(Stored items)

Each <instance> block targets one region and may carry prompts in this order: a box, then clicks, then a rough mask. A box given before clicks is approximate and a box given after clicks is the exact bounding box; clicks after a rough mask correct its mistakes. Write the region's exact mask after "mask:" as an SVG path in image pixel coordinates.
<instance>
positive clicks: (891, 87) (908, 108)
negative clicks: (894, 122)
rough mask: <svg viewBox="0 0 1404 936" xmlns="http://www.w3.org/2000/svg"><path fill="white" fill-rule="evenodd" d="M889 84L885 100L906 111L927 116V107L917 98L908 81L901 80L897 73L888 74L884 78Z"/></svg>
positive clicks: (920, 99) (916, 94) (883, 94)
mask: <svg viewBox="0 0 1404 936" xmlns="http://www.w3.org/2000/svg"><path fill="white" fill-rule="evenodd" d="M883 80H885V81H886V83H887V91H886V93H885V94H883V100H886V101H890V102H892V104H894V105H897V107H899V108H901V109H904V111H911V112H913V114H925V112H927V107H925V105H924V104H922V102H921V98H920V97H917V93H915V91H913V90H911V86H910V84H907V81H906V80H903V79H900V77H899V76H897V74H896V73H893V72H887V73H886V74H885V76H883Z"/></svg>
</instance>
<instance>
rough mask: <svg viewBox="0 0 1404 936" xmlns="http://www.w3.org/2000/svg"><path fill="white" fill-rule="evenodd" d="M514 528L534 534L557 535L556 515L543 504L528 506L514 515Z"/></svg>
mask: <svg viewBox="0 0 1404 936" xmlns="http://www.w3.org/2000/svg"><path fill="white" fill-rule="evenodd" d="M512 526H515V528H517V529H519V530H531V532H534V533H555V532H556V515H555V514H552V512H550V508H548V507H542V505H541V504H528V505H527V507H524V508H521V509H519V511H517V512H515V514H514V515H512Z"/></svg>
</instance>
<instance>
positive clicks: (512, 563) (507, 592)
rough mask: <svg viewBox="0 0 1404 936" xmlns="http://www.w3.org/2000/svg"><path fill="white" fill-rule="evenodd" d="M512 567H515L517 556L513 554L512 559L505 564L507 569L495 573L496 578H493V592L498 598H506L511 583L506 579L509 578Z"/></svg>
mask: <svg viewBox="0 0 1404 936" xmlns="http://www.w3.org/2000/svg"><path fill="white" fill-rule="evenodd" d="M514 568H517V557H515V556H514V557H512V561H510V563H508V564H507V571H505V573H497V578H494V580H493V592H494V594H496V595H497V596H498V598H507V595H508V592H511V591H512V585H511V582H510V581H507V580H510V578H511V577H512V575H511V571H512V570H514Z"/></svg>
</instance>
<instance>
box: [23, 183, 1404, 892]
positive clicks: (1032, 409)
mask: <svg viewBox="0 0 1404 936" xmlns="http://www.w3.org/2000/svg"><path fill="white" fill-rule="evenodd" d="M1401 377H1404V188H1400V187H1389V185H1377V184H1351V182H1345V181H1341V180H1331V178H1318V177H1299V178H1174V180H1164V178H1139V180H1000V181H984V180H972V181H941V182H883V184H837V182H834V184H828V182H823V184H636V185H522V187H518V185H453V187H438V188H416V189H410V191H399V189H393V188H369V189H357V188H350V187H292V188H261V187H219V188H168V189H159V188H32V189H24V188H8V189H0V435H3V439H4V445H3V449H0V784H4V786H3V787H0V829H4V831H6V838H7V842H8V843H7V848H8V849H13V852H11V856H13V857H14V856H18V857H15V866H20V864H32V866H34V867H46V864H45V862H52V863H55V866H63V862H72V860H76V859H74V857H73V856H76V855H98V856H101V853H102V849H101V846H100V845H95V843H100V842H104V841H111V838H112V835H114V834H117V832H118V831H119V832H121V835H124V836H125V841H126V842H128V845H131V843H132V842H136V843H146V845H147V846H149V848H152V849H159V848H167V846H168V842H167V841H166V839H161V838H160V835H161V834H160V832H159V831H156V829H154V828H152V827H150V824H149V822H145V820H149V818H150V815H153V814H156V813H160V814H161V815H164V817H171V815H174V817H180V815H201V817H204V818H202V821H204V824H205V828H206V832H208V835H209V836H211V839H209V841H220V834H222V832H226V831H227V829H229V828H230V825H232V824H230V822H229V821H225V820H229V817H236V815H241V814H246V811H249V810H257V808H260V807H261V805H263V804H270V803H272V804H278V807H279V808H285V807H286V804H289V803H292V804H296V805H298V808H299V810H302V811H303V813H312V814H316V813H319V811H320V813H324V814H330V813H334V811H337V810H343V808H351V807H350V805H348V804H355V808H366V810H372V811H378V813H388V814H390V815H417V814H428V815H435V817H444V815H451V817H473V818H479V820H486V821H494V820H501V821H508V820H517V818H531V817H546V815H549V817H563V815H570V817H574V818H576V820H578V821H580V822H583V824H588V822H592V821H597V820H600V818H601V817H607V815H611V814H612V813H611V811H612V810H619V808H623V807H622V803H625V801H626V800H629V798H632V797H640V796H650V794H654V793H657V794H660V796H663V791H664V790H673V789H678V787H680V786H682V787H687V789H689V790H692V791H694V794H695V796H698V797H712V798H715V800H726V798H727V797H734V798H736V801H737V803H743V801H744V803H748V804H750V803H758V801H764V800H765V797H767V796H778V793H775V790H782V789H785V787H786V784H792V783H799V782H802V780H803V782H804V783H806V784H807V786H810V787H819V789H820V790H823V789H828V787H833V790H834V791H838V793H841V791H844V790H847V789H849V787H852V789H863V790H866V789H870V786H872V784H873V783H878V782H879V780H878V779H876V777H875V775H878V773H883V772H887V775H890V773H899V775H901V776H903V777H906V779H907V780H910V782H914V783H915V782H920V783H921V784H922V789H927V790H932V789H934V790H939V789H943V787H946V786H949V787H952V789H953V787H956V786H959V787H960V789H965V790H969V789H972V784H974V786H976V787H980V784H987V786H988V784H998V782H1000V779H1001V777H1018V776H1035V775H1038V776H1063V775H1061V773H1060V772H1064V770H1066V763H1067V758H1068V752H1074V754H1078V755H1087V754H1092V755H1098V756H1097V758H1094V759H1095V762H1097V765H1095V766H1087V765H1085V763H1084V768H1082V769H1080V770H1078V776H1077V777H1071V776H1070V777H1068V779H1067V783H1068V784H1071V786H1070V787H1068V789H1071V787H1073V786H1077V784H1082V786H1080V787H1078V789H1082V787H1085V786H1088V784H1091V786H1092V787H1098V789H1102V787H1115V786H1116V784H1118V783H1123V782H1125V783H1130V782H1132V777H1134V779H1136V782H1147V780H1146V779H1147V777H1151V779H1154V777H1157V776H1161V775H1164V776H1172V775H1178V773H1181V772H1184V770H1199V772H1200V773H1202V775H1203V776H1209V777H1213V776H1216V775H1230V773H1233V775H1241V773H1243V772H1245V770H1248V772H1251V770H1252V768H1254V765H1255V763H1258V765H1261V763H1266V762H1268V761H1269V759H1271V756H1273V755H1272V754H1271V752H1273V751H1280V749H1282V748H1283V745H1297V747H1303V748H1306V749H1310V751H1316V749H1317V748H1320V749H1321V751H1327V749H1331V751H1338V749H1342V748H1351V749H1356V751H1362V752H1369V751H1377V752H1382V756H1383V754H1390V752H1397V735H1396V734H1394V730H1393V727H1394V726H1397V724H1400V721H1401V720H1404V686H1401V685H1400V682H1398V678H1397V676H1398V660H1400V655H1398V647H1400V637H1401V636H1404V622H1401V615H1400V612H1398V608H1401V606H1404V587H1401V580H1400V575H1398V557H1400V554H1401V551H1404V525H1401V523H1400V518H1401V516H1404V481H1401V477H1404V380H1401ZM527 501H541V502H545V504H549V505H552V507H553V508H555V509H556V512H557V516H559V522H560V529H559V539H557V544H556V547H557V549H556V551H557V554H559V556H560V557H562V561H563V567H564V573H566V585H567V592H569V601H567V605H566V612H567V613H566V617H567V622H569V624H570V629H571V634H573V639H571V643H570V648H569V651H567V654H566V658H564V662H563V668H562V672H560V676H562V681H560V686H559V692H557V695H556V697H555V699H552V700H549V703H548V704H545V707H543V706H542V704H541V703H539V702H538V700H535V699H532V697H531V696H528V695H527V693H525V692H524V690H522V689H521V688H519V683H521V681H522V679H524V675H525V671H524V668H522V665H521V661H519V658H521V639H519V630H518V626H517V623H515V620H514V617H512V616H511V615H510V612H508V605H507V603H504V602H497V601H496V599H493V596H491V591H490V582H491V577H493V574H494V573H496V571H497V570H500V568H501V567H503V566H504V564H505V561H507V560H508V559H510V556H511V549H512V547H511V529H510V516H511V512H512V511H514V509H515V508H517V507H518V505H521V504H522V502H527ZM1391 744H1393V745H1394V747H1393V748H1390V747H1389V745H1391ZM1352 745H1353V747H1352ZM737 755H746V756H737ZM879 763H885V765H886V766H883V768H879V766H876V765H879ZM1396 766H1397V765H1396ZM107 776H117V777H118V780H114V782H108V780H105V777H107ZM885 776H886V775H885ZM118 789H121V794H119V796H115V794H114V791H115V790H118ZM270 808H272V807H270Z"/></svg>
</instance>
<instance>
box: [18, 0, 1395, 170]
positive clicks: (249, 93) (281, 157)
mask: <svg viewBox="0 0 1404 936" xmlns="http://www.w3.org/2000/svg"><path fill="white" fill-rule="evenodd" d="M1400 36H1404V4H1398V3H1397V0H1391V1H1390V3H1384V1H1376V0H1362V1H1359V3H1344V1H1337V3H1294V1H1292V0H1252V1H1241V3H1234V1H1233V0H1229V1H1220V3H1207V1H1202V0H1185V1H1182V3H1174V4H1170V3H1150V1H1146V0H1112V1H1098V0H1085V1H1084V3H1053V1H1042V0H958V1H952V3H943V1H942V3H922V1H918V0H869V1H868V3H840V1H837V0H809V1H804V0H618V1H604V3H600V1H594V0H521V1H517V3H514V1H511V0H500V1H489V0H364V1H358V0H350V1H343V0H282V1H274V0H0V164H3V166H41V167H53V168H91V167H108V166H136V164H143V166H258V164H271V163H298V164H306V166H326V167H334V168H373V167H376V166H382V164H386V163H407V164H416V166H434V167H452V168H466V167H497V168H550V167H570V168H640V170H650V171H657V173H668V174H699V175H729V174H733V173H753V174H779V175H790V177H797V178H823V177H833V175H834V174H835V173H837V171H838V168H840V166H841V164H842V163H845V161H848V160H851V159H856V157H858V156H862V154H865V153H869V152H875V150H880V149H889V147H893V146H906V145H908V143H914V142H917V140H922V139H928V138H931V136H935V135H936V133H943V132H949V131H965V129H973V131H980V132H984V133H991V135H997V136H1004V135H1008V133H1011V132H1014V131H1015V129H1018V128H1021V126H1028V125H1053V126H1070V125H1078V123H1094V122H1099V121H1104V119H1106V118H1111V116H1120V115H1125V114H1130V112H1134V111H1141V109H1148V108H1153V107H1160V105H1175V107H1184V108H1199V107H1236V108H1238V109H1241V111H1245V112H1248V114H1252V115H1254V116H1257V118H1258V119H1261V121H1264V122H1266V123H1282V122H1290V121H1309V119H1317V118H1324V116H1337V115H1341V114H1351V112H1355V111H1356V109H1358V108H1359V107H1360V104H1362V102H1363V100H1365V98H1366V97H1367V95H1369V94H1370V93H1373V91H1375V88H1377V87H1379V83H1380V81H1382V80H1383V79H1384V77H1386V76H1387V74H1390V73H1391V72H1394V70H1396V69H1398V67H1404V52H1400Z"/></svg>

What the task requires
State how many lines in the rows above contain the string "positive". Give only the number.

Written solution
5